* MATERIALS PROVIDED *
▼
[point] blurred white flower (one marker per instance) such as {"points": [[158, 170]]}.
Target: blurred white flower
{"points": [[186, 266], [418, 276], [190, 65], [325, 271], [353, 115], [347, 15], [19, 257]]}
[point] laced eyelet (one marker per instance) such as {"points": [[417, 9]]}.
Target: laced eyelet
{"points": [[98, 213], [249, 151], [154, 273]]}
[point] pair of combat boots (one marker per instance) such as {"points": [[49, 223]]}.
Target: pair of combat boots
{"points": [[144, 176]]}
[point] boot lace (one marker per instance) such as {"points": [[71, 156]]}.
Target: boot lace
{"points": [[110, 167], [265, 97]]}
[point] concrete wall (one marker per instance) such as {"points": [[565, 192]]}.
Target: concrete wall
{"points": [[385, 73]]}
▲
▼
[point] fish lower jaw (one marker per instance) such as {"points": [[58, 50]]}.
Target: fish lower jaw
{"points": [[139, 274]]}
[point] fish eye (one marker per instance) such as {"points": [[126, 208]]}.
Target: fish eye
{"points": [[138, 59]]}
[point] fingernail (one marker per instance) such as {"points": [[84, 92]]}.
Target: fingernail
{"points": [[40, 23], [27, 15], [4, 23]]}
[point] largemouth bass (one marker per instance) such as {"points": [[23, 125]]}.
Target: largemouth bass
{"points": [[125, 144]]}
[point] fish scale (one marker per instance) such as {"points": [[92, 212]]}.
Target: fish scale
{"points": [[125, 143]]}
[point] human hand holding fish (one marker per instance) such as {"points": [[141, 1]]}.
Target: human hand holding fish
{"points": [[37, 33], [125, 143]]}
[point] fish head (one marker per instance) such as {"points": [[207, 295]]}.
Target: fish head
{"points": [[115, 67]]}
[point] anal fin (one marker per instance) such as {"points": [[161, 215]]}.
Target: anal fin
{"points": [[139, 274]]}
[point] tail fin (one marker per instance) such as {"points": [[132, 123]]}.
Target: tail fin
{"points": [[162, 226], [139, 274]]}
▲
▼
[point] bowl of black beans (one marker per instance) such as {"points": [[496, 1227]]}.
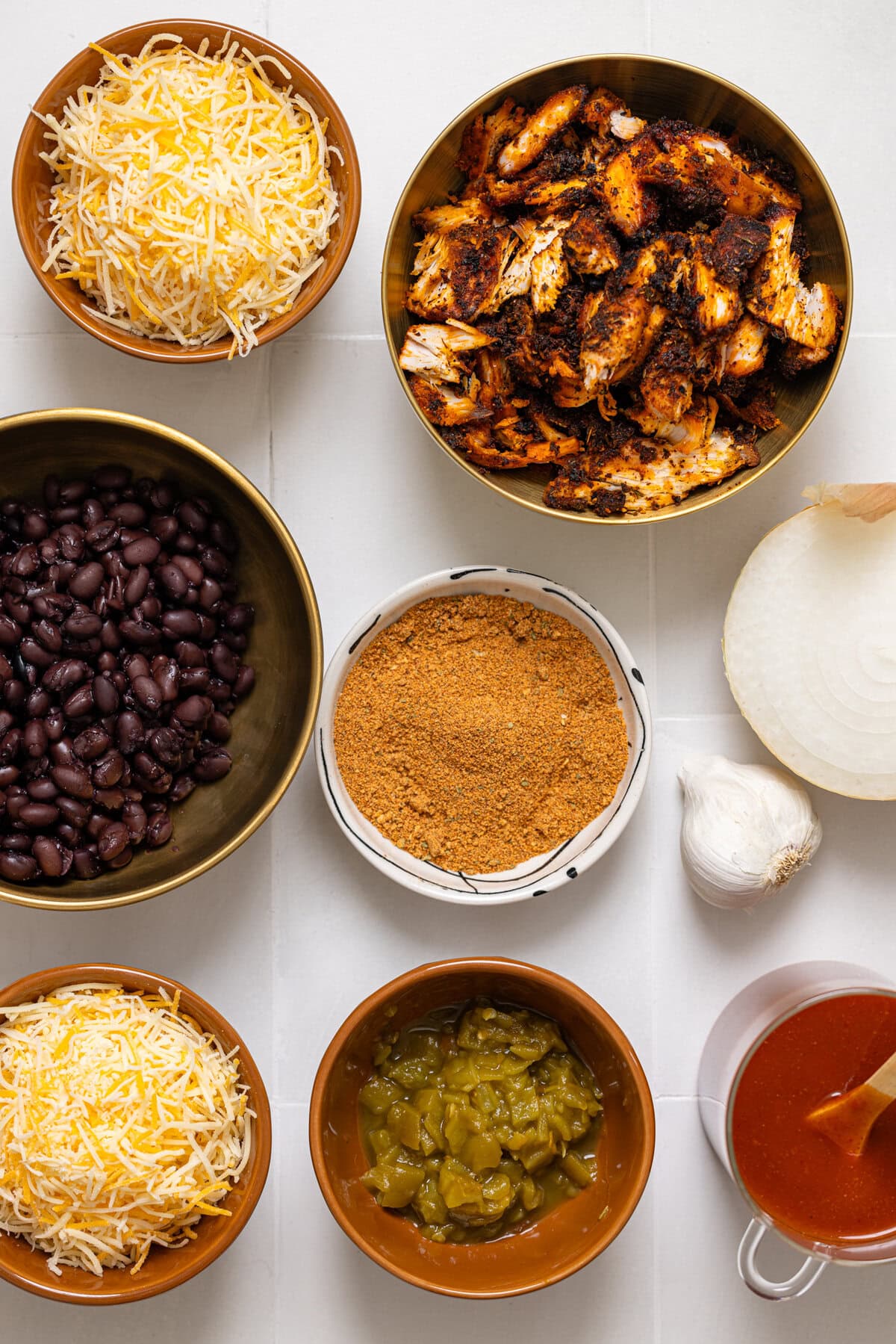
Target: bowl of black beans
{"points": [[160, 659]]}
▲
* WRITTEN EXERCISE *
Pull out each line of the records that contains the string "beans" and copy it. Case matters.

* TASK ANSWER *
[point] bowl of black beans (one marker per instance) such as {"points": [[496, 1227]]}.
Target: bowl of black beans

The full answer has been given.